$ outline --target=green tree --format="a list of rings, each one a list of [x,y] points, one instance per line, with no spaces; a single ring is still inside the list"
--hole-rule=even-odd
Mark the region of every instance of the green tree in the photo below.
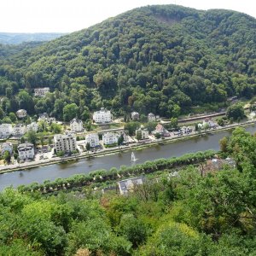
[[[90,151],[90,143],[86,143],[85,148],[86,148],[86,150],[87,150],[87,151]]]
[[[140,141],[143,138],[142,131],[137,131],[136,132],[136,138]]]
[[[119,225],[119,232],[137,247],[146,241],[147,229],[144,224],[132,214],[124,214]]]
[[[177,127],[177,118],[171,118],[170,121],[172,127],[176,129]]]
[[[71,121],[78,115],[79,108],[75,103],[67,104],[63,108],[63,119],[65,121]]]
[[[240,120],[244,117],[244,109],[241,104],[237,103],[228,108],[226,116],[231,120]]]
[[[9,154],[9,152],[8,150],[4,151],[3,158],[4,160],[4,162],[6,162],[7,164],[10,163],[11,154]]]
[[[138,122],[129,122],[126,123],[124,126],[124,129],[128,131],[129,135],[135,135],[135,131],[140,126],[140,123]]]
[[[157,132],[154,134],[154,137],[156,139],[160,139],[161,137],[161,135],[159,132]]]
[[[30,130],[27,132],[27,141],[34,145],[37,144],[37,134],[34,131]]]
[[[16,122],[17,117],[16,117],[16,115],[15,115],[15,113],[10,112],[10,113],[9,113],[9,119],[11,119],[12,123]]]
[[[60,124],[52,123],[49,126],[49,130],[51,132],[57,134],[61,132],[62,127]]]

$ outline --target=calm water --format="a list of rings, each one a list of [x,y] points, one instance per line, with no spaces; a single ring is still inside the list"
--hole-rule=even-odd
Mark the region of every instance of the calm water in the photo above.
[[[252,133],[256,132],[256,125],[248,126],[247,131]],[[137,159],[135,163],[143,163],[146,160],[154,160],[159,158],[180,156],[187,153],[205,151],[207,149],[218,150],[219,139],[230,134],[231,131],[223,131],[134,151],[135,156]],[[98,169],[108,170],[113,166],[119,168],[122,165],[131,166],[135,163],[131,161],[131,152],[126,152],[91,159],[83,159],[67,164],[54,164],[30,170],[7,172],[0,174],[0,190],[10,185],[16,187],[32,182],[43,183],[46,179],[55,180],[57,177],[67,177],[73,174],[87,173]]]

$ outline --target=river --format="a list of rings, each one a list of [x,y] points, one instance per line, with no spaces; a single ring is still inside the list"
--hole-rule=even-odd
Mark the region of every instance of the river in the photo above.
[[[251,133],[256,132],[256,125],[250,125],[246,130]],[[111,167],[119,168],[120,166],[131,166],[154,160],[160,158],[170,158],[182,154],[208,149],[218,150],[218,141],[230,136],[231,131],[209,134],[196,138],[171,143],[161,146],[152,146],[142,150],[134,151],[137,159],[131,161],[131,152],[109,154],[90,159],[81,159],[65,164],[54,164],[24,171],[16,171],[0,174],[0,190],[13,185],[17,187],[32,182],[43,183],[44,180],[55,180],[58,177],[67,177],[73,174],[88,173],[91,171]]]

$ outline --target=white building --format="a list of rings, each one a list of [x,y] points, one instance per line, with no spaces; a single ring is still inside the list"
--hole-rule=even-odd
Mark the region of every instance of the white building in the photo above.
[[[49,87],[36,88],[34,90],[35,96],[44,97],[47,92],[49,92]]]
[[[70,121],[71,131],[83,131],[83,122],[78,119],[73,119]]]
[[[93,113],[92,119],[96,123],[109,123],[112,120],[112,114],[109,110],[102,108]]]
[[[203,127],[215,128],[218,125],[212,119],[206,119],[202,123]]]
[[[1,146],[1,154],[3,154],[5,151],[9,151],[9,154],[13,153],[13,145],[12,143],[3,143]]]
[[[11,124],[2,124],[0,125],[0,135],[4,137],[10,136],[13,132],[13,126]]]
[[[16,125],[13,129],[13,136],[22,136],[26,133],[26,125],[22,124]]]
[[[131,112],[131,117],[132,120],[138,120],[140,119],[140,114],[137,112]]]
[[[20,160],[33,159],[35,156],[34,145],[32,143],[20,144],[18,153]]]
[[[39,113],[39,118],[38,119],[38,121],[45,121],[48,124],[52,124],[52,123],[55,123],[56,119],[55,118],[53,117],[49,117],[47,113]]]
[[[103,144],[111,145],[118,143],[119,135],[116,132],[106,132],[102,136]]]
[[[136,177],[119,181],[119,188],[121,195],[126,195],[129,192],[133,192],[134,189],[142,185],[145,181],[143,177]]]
------------------------------------
» The task
Retype every row above word for word, leaving out the pictures.

» Output of the exercise
$ outline --target=green tree --format="a list of rings, each one a list of [x,y] points, one instance per line, with no spaces; a single ring is still inside the list"
--hole-rule=even-odd
Mark the region of every instance of the green tree in the photo below.
[[[90,151],[90,143],[86,143],[85,148],[86,148],[86,150],[87,150],[87,151]]]
[[[140,141],[143,138],[142,131],[137,131],[136,132],[136,138]]]
[[[119,225],[119,232],[137,247],[146,241],[147,229],[144,224],[132,214],[124,214]]]
[[[177,127],[177,118],[171,118],[170,121],[172,127],[176,129]]]
[[[71,121],[78,115],[79,108],[75,103],[67,104],[63,108],[63,119],[65,121]]]
[[[240,120],[244,117],[244,109],[241,104],[237,103],[228,108],[226,116],[231,120]]]
[[[9,154],[9,152],[8,150],[4,151],[3,158],[4,160],[4,162],[6,162],[7,164],[10,163],[11,154]]]
[[[138,122],[129,122],[126,123],[124,126],[124,129],[128,131],[129,135],[135,135],[135,131],[140,126],[140,123]]]
[[[157,132],[154,134],[154,137],[156,139],[160,139],[161,137],[161,135],[159,132]]]
[[[30,130],[27,132],[27,141],[34,145],[37,144],[37,134],[34,131]]]
[[[16,122],[17,117],[16,117],[16,115],[15,115],[15,113],[10,112],[10,113],[9,113],[9,119],[11,119],[12,123]]]
[[[60,124],[52,123],[49,126],[49,130],[51,132],[57,134],[61,132],[62,127]]]

$ outline --target=calm water --format="a list of rings, each one a list of [x,y] points, one instance per line, with no spaces; a single ring is still inside the list"
--hole-rule=even-odd
Mark the region of every instance of the calm water in the photo above.
[[[252,133],[256,132],[256,125],[248,126],[247,131]],[[137,159],[135,163],[143,163],[146,160],[154,160],[159,158],[180,156],[187,153],[205,151],[207,149],[218,150],[219,139],[230,134],[231,131],[223,131],[134,151],[135,156]],[[98,169],[108,170],[113,166],[119,168],[122,165],[131,166],[135,163],[131,161],[131,152],[126,152],[91,159],[83,159],[67,164],[54,164],[30,170],[7,172],[0,174],[0,190],[10,185],[16,187],[32,182],[43,183],[46,179],[55,180],[57,177],[67,177],[73,174],[87,173]]]

$ outline --target=river --format="a list of rings, each one a list of [x,y] points, one instance per line, with no spaces; a single ring is still inside the list"
--hole-rule=even-odd
Mark the region of every instance of the river in the photo above.
[[[251,133],[256,132],[256,125],[250,125],[246,130]],[[111,167],[119,168],[120,166],[131,166],[154,160],[160,158],[170,158],[182,154],[208,149],[218,150],[218,141],[230,136],[231,131],[209,134],[196,138],[171,143],[161,146],[152,146],[142,150],[134,151],[137,159],[131,161],[131,152],[109,154],[90,159],[81,159],[65,164],[54,164],[24,171],[16,171],[0,174],[0,190],[13,185],[17,187],[32,182],[43,183],[44,180],[55,180],[58,177],[67,177],[73,174],[88,173],[91,171]]]

$ outline --target=white building --format="a list of rings, each one a list of [x,y] points, one instance per line, with no spaces; a single ring is still inside the list"
--hole-rule=even-odd
Mark the region of every instance of the white building in the photo above.
[[[49,87],[36,88],[34,90],[35,96],[44,97],[47,92],[49,92]]]
[[[70,121],[71,131],[83,131],[83,122],[78,119],[73,119]]]
[[[93,113],[92,119],[96,123],[109,123],[112,120],[112,114],[109,110],[102,108]]]
[[[203,127],[215,128],[218,125],[212,119],[206,119],[202,123]]]
[[[1,146],[1,154],[3,154],[5,151],[9,151],[9,154],[13,153],[13,145],[12,143],[3,143]]]
[[[11,124],[2,124],[0,125],[0,135],[4,137],[10,136],[13,132],[13,126]]]
[[[16,125],[13,129],[13,136],[22,136],[26,133],[26,125],[22,124]]]
[[[131,112],[131,117],[132,120],[138,120],[140,119],[140,114],[137,112]]]
[[[20,160],[33,159],[35,156],[34,145],[32,143],[20,144],[18,153]]]
[[[39,113],[39,118],[38,119],[38,121],[45,121],[48,124],[52,124],[52,123],[55,123],[56,119],[55,118],[53,117],[49,117],[47,113]]]
[[[103,144],[111,145],[118,143],[119,135],[116,132],[106,132],[102,136]]]
[[[136,177],[119,181],[119,188],[121,195],[126,195],[129,192],[133,192],[134,189],[142,185],[145,181],[143,177]]]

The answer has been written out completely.